## Stated goal
Copy out all of the material exactly.

## Record extracts
________________

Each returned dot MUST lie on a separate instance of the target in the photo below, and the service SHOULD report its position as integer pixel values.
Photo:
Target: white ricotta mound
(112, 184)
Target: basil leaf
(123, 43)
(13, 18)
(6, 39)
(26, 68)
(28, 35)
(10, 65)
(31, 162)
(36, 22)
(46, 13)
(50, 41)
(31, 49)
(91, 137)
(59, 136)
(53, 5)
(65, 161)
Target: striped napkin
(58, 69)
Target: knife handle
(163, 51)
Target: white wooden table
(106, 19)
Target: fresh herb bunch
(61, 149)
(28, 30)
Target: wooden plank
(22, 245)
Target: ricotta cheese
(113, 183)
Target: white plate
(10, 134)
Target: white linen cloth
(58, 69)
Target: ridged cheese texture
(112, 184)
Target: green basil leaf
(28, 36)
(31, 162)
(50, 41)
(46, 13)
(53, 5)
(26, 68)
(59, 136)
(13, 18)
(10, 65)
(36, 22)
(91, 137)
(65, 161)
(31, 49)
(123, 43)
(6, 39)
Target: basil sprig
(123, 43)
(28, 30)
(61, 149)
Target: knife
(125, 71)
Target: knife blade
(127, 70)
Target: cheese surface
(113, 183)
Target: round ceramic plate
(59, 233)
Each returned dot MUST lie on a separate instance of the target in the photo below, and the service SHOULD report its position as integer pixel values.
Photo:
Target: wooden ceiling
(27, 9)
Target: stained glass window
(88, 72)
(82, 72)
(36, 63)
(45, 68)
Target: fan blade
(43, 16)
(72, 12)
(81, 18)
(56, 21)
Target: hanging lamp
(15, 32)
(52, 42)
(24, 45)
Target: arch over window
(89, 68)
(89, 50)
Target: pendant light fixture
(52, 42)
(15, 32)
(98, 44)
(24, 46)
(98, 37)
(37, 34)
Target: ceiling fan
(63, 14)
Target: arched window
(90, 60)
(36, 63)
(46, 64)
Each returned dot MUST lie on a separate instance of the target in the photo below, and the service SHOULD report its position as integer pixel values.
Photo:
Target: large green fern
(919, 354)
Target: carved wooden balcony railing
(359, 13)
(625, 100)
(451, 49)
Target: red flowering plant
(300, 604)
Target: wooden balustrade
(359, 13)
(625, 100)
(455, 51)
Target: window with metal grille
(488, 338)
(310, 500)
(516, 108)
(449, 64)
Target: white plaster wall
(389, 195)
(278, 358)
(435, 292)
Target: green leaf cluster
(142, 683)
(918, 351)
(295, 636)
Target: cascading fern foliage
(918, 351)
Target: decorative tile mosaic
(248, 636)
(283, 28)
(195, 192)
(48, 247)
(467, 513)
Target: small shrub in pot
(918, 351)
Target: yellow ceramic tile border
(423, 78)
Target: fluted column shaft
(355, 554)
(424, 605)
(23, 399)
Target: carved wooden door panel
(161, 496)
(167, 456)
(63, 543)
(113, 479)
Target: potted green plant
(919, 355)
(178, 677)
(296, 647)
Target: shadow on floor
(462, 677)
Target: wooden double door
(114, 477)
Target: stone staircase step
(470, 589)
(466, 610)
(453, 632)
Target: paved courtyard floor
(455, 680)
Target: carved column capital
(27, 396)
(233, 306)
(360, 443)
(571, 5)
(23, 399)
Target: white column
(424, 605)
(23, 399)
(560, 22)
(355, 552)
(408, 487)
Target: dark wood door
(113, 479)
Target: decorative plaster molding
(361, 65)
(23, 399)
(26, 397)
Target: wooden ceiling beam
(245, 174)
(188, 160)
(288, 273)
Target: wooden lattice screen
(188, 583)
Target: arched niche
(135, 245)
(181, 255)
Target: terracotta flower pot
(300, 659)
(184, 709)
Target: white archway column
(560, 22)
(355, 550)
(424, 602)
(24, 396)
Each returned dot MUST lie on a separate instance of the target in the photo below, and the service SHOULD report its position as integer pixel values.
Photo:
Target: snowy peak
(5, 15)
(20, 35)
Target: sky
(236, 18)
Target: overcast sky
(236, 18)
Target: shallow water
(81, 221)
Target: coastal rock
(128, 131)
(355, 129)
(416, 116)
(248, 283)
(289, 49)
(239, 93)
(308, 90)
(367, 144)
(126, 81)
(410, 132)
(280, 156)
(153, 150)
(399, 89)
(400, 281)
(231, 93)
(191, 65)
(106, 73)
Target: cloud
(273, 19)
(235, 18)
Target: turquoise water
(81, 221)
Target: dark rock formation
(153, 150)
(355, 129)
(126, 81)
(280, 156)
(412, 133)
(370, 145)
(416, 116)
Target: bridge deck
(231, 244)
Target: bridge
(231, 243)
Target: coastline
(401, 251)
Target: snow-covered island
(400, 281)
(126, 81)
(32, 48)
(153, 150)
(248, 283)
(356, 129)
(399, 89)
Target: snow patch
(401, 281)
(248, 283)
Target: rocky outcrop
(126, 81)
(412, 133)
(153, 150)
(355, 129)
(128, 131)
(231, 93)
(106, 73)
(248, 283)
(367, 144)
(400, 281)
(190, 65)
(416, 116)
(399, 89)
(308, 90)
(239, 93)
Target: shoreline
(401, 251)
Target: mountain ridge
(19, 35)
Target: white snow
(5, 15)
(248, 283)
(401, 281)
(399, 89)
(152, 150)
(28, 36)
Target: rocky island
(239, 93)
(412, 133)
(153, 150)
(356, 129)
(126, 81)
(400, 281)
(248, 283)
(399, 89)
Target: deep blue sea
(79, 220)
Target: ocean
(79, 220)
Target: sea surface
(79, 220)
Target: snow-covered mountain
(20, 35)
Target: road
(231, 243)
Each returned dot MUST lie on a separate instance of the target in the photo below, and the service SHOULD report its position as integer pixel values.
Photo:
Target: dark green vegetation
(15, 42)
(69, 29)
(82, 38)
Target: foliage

________________

## Task response
Each returned dot MUST lie on a separate instance of the target in the photo below, and the service SHOULD report its position as integer pixel values.
Photo:
Target: white ricotta mound
(112, 184)
Target: basil leaf
(123, 43)
(13, 18)
(6, 39)
(26, 68)
(28, 35)
(10, 65)
(31, 162)
(36, 22)
(46, 13)
(50, 41)
(31, 49)
(91, 137)
(59, 136)
(53, 5)
(65, 161)
Target: striped napkin
(58, 69)
Target: knife handle
(163, 51)
Target: white wooden table
(106, 19)
Target: fresh herb bunch
(61, 149)
(28, 30)
Target: wooden plank
(22, 245)
Target: ricotta cheese
(113, 183)
Target: white plate
(10, 134)
Target: white linen cloth
(58, 69)
Target: ridged cheese texture
(112, 184)
Target: green basil leaf
(28, 36)
(31, 162)
(50, 41)
(46, 13)
(53, 5)
(26, 68)
(59, 136)
(13, 18)
(10, 65)
(36, 22)
(91, 137)
(65, 161)
(31, 49)
(123, 43)
(6, 39)
Target: basil sprig
(123, 43)
(28, 30)
(61, 149)
Target: knife
(125, 71)
Target: knife blade
(127, 70)
Target: cheese surface
(113, 183)
Target: round ceramic plate
(59, 233)
Each returned dot MUST lie on a separate instance of the target in the photo below, and the service SHOULD report its position as integer pixel values.
Photo:
Target: wooden ceiling
(27, 9)
Target: stained glass window
(88, 72)
(82, 72)
(36, 63)
(45, 68)
Target: fan blade
(43, 16)
(72, 12)
(81, 18)
(56, 21)
Target: hanging lamp
(15, 32)
(52, 42)
(24, 45)
Target: arch over window
(89, 68)
(89, 50)
Target: pendant light fixture
(52, 42)
(15, 32)
(98, 44)
(24, 46)
(98, 37)
(37, 34)
Target: ceiling fan
(63, 14)
Target: arched window
(90, 60)
(36, 63)
(46, 64)
Each returned dot MUST lie on a separate instance of the target in the photo below, and the service SHOULD report its position as integer pixel values.
Photo:
Target: large green fern
(919, 354)
Target: carved wooden balcony railing
(359, 13)
(625, 100)
(451, 49)
Target: red flowering plant
(300, 604)
Target: wooden balustrade
(359, 13)
(625, 100)
(455, 51)
Target: window with metal grille
(488, 338)
(310, 500)
(516, 108)
(449, 64)
Target: white plaster wall
(389, 195)
(278, 358)
(435, 292)
Target: green leaf cluster
(142, 683)
(918, 351)
(295, 636)
Target: cascading fern foliage
(918, 351)
Target: decorative tile mosaic
(248, 636)
(283, 28)
(195, 192)
(48, 247)
(467, 513)
Target: small shrub in pot
(918, 351)
Target: yellow ceramic tile border
(423, 78)
Target: fluted column shaft
(355, 554)
(424, 605)
(23, 399)
Target: carved wooden door panel
(161, 496)
(167, 456)
(63, 543)
(113, 479)
Target: potted green plant
(919, 355)
(178, 677)
(296, 647)
Target: shadow on floor
(462, 677)
Target: wooden double door
(114, 477)
Target: stone staircase step
(470, 589)
(466, 610)
(453, 632)
Target: paved courtyard floor
(455, 680)
Target: carved column capital
(27, 396)
(233, 306)
(360, 443)
(571, 5)
(23, 399)
Target: white column
(424, 605)
(23, 399)
(560, 22)
(355, 552)
(408, 487)
Target: dark wood door
(113, 479)
Target: decorative plaster molding
(361, 65)
(23, 399)
(26, 397)
Target: wooden ceiling beam
(245, 174)
(188, 160)
(288, 273)
Target: wooden lattice screen
(188, 583)
Target: arched niche
(135, 245)
(181, 255)
Target: terracotta flower pot
(300, 659)
(184, 709)
Target: white archway column
(560, 22)
(355, 550)
(424, 602)
(24, 396)
Each returned dot MUST lie on a separate instance of the target in the photo below, and the service SHOULD report its position as integer pixel values.
Photo:
Target: snowy peak
(5, 15)
(20, 35)
Target: sky
(236, 18)
Target: overcast sky
(236, 18)
Target: shallow water
(81, 221)
Target: coastal rock
(128, 131)
(355, 129)
(416, 116)
(248, 283)
(289, 49)
(239, 93)
(308, 90)
(367, 144)
(126, 81)
(410, 132)
(280, 156)
(153, 150)
(399, 89)
(400, 281)
(231, 93)
(191, 65)
(106, 73)
Target: cloud
(273, 19)
(235, 18)
Target: turquoise water
(81, 221)
Target: dark rock formation
(153, 150)
(355, 129)
(126, 81)
(280, 156)
(412, 133)
(370, 145)
(416, 116)
Target: bridge deck
(231, 244)
Target: bridge
(231, 243)
Target: coastline
(401, 251)
Target: snow-covered island
(400, 281)
(126, 81)
(32, 48)
(153, 150)
(248, 283)
(356, 129)
(399, 89)
Target: snow patch
(401, 281)
(248, 283)
Target: rocky outcrop
(126, 81)
(412, 133)
(153, 150)
(355, 129)
(128, 131)
(231, 93)
(106, 73)
(248, 283)
(367, 144)
(400, 281)
(190, 65)
(416, 116)
(399, 89)
(308, 90)
(239, 93)
Target: shoreline
(401, 251)
Target: mountain ridge
(19, 35)
Target: white snow
(5, 15)
(248, 283)
(401, 281)
(399, 89)
(152, 150)
(28, 36)
Target: rocky island
(239, 93)
(412, 133)
(153, 150)
(356, 129)
(126, 81)
(400, 281)
(248, 283)
(399, 89)
Target: deep blue sea
(79, 220)
Target: ocean
(79, 220)
Target: sea surface
(79, 220)
Target: snow-covered mountain
(20, 35)
Target: road
(231, 243)
Each returned dot MUST lie on a separate instance of the target in the photo below, and the service SHOULD report its position as integer pixel values.
Photo:
Target: dark green vegetation
(15, 42)
(69, 29)
(82, 38)
Target: foliage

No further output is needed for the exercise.